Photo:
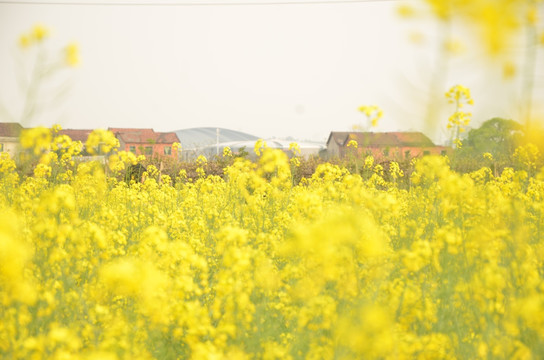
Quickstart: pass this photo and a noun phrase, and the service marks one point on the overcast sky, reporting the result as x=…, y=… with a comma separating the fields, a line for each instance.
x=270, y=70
************
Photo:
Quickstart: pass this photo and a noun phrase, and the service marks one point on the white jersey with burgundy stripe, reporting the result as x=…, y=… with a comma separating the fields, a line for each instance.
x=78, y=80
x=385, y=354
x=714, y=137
************
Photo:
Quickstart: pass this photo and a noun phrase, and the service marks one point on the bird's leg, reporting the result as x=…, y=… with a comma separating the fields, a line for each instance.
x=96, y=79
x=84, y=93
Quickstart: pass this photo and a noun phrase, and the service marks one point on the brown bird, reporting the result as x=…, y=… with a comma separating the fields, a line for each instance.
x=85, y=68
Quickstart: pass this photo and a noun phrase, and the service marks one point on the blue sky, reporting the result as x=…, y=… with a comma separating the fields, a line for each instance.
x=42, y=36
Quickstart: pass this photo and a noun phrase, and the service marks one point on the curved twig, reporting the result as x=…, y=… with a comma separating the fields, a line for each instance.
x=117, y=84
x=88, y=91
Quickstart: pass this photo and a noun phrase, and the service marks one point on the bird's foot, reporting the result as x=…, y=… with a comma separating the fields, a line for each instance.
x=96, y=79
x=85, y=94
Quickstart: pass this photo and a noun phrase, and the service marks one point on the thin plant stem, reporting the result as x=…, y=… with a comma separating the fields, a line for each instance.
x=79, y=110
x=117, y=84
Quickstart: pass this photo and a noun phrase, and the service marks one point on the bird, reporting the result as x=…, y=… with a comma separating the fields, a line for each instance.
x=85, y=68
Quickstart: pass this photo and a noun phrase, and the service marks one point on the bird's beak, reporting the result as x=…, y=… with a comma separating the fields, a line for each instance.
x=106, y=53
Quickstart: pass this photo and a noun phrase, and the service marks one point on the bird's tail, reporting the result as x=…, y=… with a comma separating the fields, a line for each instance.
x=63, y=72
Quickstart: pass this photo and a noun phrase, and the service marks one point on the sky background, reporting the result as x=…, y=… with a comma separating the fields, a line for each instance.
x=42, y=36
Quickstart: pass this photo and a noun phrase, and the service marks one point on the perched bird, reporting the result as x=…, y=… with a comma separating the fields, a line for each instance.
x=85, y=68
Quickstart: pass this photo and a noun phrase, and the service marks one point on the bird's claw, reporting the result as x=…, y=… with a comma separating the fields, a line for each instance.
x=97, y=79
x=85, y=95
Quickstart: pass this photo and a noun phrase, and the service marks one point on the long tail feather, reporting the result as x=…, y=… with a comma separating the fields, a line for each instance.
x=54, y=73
************
SET PROBLEM ▸ Please find each line above that contains the word "tail", and copy those lines in full.

REPLY ▸
Quickstart: pass this photo and a noun phrase, and the service marks one point on the bird's tail, reporting the result as x=…, y=… with a comma separating the fields, a line for each instance.
Quickstart: pass this photo and a noun phrase, and the service marks one point on the long tail feather, reporting the result as x=…, y=… with a comma separating the fields, a line for each instance.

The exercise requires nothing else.